Source passage start

# Need verification from other Uber drivers....is this true?



## LEAFdriver (Dec 28, 2014)

uberlover said:


> Uber's critical response agent told me any rating 3 or below from either driver or rider permanently blocks pairing of each other.


Is this true? Does Uber not give you pax again that you have rated 3* or under? As of July of last year, this was not true.

If this is true, did Uber notify the drivers in any shape or form that they were changing this so that you were aware of it?


----------



## Trafficat (Dec 19, 2016)

I don't know. It would be nice if any rider who gave less than 5 stars would not be connected to the same driver again.


----------



## Beur (Apr 14, 2015)

In my experience of the past week, it's not true in my market. Gave someone a 1 star and received a request from them 2 hours later.


----------



## Trafficat (Dec 19, 2016)

Beur said:


> In my experience of the past week, it's not true in my market. Gave someone a 1 star and received a request from them 2 hours later.


Did you pick them up again?


----------



## Beur (Apr 14, 2015)

Trafficat said:


> Did you pick them up again?


Nope as soon as I saw the name I cancelled.


----------



## Ecity (Oct 23, 2015)

About a year ago I once had an incident with a crazy rider, ended up dropping her off at the nearest precinct while she's on the phone with 911 screaming that she's being kidnapped by the Uber driver lol. Contacted Uber to report the incident then asked to never be matched with that rider again. Their response was they don't have any mechanism in place for that at the moment. The best option is to cancel when I see her or her name.


----------



## Shangsta (Aug 15, 2016)

Source passage end

▸ What to do
**a.** Please retype the part of the Uber driver thread starting at "About a year" and ending at "or her name.".
**b.** In the Uber driver thread, how long after giving a rider 1 star did Beur get a request from that same rider?
The material after this point is separate from the Uber driver thread.

Information supplied start

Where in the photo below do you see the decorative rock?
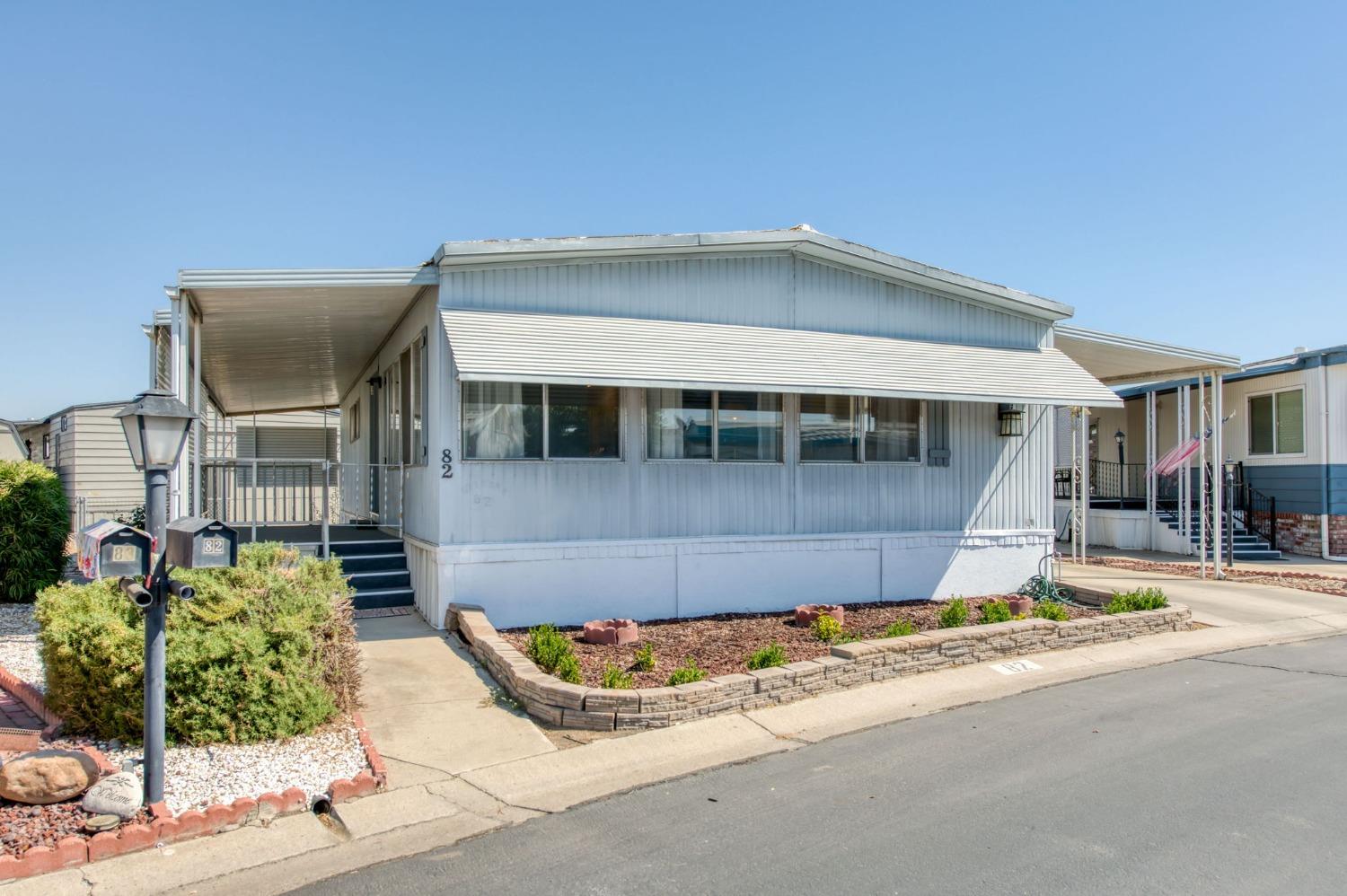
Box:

Information supplied end

▸ Solutions per task
**a.**
About a year ago I once had an incident with a crazy rider, ended up dropping her off at the nearest precinct while she's on the phone with 911 screaming that she's being kidnapped by the Uber driver lol. Contacted Uber to report the incident then asked to never be matched with that rider again. Their response was they don't have any mechanism in place for that at the moment. The best option is to cancel when I see her or her name.

**b.** Two hours later.